**Your objective**
Return the productivity blueprint passage word for word, from its first sentence to its last.

**Document section**
--- --- ---

The blueprint would also serve as a holistic measure to target initiatives to open up potential productivity at national, sectoral and industrial level. These five key strategic thrusts form the basis of its recommendations to raise productivity and address the common challenges – talent, technology, incentive structure, business environment, and productivity mindset.
With those set of challenges in mind, the five strategic thrusts include:
- Building workforce of the future
- Driving digitalisation
- Making industry accountable for productivity
- Forging a robust ecosystem
- Securing a strong implementation mechanism
The blueprint also outlines immediate national-level priorities that require policy reform and the government’s intervention and action within the next 12 to 24 months. For sector-specific initiatives, a roll out in prioritised stages has been proposed. At the enterprise level, the blueprint describes the required expertise and support for enterprises to tackle their productivity challenges on the ground.

--- --- ---

Location identification entries
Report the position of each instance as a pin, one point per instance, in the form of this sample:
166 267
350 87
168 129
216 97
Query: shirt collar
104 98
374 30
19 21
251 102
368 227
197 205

--- --- ---

**Written solution**
The blueprint would also serve as a holistic measure to target initiatives to open up potential productivity at national, sectoral and industrial level. These five key strategic thrusts form the basis of its recommendations to raise productivity and address the common challenges – talent, technology, incentive structure, business environment, and productivity mindset.
With those set of challenges in mind, the five strategic thrusts include:
- Building workforce of the future
- Driving digitalisation
- Making industry accountable for productivity
- Forging a robust ecosystem
- Securing a strong implementation mechanism
The blueprint also outlines immediate national-level priorities that require policy reform and the government’s intervention and action within the next 12 to 24 months. For sector-specific initiatives, a roll out in prioritised stages has been proposed. At the enterprise level, the blueprint describes the required expertise and support for enterprises to tackle their productivity challenges on the ground.